GOAL OF THE EXERCISE: An exact transcription of all the records below is required, without any images.

DATASET ENTRIES:
☆ ☆ ☆ ☆
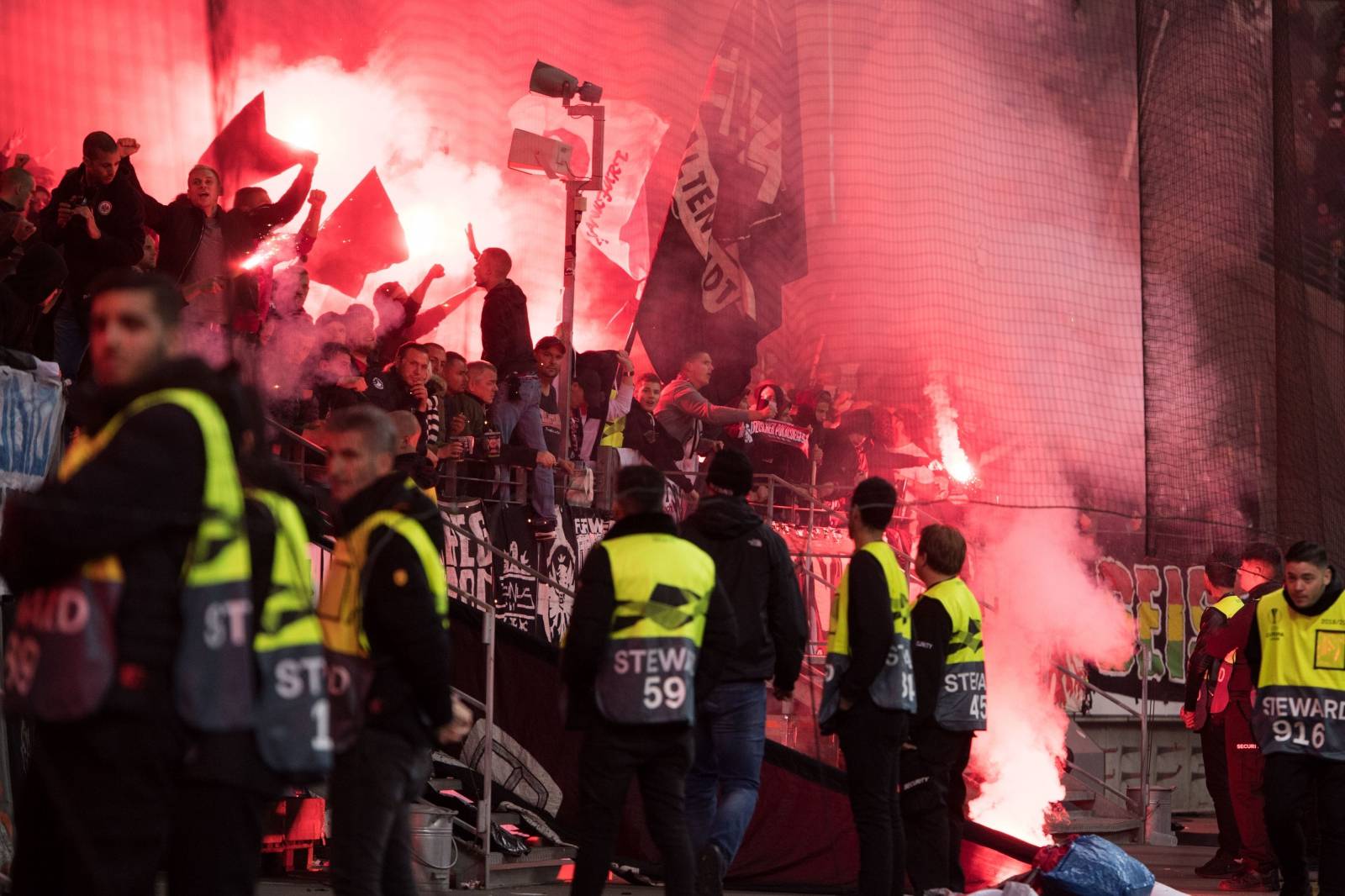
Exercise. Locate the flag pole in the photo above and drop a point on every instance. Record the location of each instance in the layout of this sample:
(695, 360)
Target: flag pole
(575, 208)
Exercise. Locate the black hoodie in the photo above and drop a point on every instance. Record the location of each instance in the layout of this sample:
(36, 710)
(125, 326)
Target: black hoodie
(412, 690)
(591, 623)
(140, 498)
(757, 571)
(506, 338)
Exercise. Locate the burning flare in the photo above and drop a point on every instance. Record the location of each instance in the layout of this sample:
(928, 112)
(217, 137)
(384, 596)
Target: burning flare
(946, 428)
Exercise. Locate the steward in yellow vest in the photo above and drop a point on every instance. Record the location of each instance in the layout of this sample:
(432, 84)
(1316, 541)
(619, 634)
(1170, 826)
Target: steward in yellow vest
(650, 633)
(950, 662)
(383, 613)
(134, 569)
(1297, 650)
(869, 690)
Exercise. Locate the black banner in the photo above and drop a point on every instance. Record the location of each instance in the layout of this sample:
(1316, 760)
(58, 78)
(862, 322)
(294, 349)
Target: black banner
(735, 232)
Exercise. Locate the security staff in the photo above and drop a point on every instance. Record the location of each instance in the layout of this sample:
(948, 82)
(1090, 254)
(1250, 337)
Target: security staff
(132, 569)
(1297, 653)
(1219, 705)
(869, 689)
(649, 635)
(383, 611)
(232, 777)
(950, 669)
(1205, 708)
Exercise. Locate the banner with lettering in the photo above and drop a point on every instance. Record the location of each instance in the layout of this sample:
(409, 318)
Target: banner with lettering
(525, 602)
(735, 233)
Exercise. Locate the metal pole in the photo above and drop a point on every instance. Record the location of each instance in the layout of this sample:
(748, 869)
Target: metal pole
(1143, 741)
(483, 814)
(575, 208)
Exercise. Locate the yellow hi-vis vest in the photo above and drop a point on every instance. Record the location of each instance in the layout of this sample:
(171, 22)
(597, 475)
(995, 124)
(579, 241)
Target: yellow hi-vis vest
(662, 587)
(62, 653)
(962, 700)
(614, 430)
(894, 688)
(1301, 689)
(350, 670)
(293, 714)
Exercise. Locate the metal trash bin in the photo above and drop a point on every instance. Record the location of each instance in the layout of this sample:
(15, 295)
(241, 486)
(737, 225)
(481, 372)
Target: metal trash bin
(434, 851)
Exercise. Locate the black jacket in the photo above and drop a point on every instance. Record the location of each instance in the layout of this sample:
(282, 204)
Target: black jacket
(412, 690)
(646, 435)
(871, 626)
(232, 757)
(120, 219)
(390, 392)
(506, 336)
(140, 498)
(595, 600)
(931, 630)
(755, 569)
(179, 222)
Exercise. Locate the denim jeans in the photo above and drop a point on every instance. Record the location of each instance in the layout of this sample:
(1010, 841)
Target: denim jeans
(525, 414)
(71, 338)
(721, 791)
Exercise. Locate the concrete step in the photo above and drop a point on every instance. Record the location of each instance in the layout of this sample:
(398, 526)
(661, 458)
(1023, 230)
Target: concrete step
(1120, 830)
(541, 865)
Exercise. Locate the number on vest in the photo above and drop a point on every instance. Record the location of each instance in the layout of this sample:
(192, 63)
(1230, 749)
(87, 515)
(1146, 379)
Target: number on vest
(1298, 734)
(663, 692)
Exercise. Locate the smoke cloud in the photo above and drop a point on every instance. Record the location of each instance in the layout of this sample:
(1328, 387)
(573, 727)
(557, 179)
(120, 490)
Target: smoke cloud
(1042, 606)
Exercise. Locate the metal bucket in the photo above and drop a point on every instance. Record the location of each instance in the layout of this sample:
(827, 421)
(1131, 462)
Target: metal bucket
(434, 851)
(1158, 814)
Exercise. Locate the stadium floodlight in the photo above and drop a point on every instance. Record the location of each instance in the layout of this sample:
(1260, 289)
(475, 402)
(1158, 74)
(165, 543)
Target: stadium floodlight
(535, 154)
(551, 81)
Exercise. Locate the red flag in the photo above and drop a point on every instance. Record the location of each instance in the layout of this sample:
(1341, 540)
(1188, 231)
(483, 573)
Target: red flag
(245, 154)
(361, 237)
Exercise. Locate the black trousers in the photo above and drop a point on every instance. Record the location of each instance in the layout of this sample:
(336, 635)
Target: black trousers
(1214, 750)
(370, 790)
(215, 841)
(934, 798)
(94, 811)
(871, 741)
(659, 756)
(1246, 784)
(1291, 783)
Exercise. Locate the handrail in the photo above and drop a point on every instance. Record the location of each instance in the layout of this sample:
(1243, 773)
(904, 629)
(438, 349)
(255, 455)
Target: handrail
(1095, 689)
(296, 437)
(1142, 714)
(1093, 779)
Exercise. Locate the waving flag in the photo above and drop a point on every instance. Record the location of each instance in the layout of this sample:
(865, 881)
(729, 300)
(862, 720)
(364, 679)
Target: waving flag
(245, 154)
(362, 235)
(735, 232)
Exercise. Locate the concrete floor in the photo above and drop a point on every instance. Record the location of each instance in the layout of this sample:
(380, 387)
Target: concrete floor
(1172, 865)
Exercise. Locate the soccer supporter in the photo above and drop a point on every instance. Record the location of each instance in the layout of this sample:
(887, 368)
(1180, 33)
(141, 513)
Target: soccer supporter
(685, 412)
(98, 219)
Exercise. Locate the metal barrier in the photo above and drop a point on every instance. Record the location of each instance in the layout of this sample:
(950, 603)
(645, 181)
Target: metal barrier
(1145, 759)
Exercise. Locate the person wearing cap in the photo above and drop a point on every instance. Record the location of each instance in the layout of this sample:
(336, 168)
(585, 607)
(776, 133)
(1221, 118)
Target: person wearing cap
(753, 562)
(651, 631)
(869, 690)
(1208, 681)
(950, 669)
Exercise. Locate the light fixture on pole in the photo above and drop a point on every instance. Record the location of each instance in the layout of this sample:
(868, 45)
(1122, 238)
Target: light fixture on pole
(535, 155)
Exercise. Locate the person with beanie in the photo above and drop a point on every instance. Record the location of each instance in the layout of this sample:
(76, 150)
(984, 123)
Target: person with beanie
(755, 569)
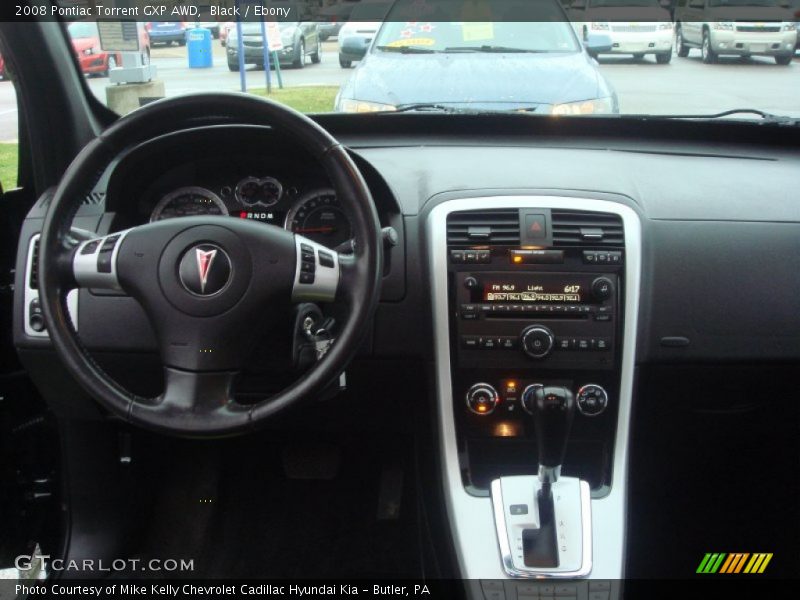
☆ ☆ ☆ ☆
PROBLEM SOLUTION:
Exercise. Locate the flag pole in the photo above and drop a point on every instance. Record the location of each instance in the layout of this sample:
(695, 360)
Target: flag pole
(575, 208)
Exercise. Locate the black hoodie in the photo above and drop a point on every instance. Record the location of each instance in the layout of this sample:
(36, 710)
(125, 326)
Target: black hoodie
(412, 690)
(591, 623)
(140, 498)
(757, 571)
(506, 338)
Exercise. Locate the burning flare in the photo above and drop a point on every instance. Record the location of each instance in the layout of this sample:
(928, 112)
(217, 137)
(384, 596)
Target: burning flare
(946, 428)
Exercise. Locate the steward in yellow vest in the photo above and drop a point on every instance. Record the location of each instance in the layout of this sample:
(432, 84)
(1316, 541)
(619, 634)
(1170, 826)
Target: steward in yellow vest
(650, 633)
(950, 662)
(383, 613)
(134, 569)
(1297, 650)
(869, 690)
Exercise. Locate the black banner in the photo above and drop a point on every instance. Record the location of each instance in the layout of this sample:
(1316, 760)
(58, 78)
(862, 322)
(294, 349)
Target: black banner
(735, 232)
Exercise. Locate the security staff in the photo above and drop a point on every instance. Record the location of each instance in the layout of this sample:
(948, 82)
(1090, 254)
(1250, 337)
Target: security staff
(132, 569)
(1297, 653)
(1219, 705)
(869, 689)
(649, 635)
(383, 611)
(232, 777)
(950, 669)
(1205, 708)
Exercise. Locate the banner with lettering in the photo above and drop a point on every instance. Record the location of each instance in the layout of this sample:
(409, 318)
Target: banner with lettering
(525, 602)
(735, 233)
Exercise. Locate the metal pole in the photo above and drop a point on every instance. Record the location of each instance in the layout of this sample:
(748, 869)
Target: metal pole
(1143, 741)
(483, 814)
(575, 208)
Exercise. Locate the yellow hi-vis vest in the photo above and drop a point on every instance. Record the location of each instance in the layout of this sample:
(171, 22)
(597, 475)
(995, 124)
(579, 241)
Target: yellow hi-vis vest
(662, 587)
(62, 653)
(962, 700)
(614, 430)
(894, 688)
(1301, 689)
(350, 670)
(293, 714)
Exercise. Locate the metal trash bin in the photo above and drop a point on every instance. Record the location of each instance in the layout of this sample:
(15, 295)
(241, 486)
(737, 225)
(481, 372)
Target: metal trash bin
(434, 851)
Exercise. Locate the black jacket in the photo above and drop a point on every instance. Record the location of each instance in the layout of this sample:
(282, 204)
Target: black jacket
(412, 690)
(646, 435)
(871, 626)
(232, 757)
(120, 219)
(390, 392)
(506, 336)
(140, 498)
(595, 600)
(931, 630)
(755, 569)
(179, 222)
Exercise. Locate the denim jeans in the photo above and drop a point on every instance. Record the location of each instance in the layout of this sample:
(1010, 841)
Target: denim jeans
(525, 414)
(71, 338)
(721, 791)
Exercise. Locate the concrete step in the photo above and drop a point on every instance. Record the location of each instance in the layout of this sample:
(398, 526)
(661, 458)
(1023, 230)
Target: concrete step
(1120, 830)
(541, 865)
Exercise. Locate the number on vest in the photo above and drop a point on every instance. Record the location of each instance in the layout of this sample:
(192, 63)
(1230, 749)
(87, 515)
(1146, 379)
Target: number on vest
(1298, 734)
(663, 692)
Exercise. Locate the smoke cloud in the photo above and drop a point on every instance. Record the location of each instance in the layout of this sample:
(1328, 387)
(573, 727)
(557, 179)
(120, 490)
Target: smoke cloud
(1042, 606)
Exercise. Locate the metal bucket in the photo above and drop a point on every instance. Record the location of each instance in the layout of this sample:
(827, 421)
(1131, 462)
Target: metal bucket
(434, 851)
(1158, 814)
Exercise. Locate the stadium floodlight in the photo above and drop a point on every instance. Record the location of each instance in the layout of this sample:
(1260, 289)
(475, 402)
(1158, 74)
(165, 543)
Target: stadium floodlight
(535, 154)
(551, 81)
Exercise. Locate the red flag in the photo above and drop a point on every instance. Record the location of each instance in the layout of this sample:
(1341, 540)
(1188, 231)
(483, 573)
Target: red flag
(245, 154)
(361, 237)
Exercise. Locate the black trousers in the photo above and drop a point on every instance. Record the location of each instance in the layout of this sample:
(336, 635)
Target: black trousers
(1214, 750)
(370, 790)
(215, 841)
(934, 798)
(94, 811)
(871, 741)
(659, 756)
(1246, 784)
(1291, 783)
Exercise. Locate the handrail in the photo above and drop a point on every instance. Record the location of each instance in the layout of this sample:
(1243, 773)
(904, 629)
(438, 349)
(255, 455)
Target: handrail
(1095, 689)
(296, 437)
(1142, 714)
(1093, 779)
Exercise. Locate the waving flag in the photo above and drop a point on every instance. Record the location of each instance in the layout of this sample:
(865, 881)
(729, 300)
(862, 720)
(364, 679)
Target: waving flag
(245, 154)
(362, 235)
(735, 232)
Exercise. Locate the concrete floor in the photo above and drop a point on every instance. Record the location of each instance in the layout of this sample:
(380, 387)
Target: concrete floor
(1172, 865)
Exercise. Locate the soccer supporter in the photo above and drop a point on every instance. Record the location of each instance in the layout of this sample:
(887, 368)
(1180, 33)
(141, 513)
Target: soccer supporter
(685, 412)
(98, 219)
Exercise. Locate the metal barrier in the photo above and drop a point on every instance. Record the location of each instance in the layout of this sample:
(950, 603)
(645, 181)
Target: metal barrier
(1145, 759)
Exercise. Locate the person wearing cap in the photo above and drop a point on every instance. Record the location of each instance in the layout of this sample:
(336, 168)
(585, 607)
(776, 133)
(1221, 118)
Target: person wearing cap
(753, 562)
(651, 631)
(869, 690)
(1208, 681)
(950, 669)
Exercise. Locate the light fixture on pole in the photo above and drop a point on every instance. Record the location of each instance in the layout of this sample:
(868, 45)
(1122, 238)
Target: light fixture on pole
(535, 155)
Exercise. Locate the person with beanie in the photo above and drop a point on every instance. Record the location of each instance in the layout of this sample:
(76, 150)
(984, 123)
Target: person with beanie
(755, 569)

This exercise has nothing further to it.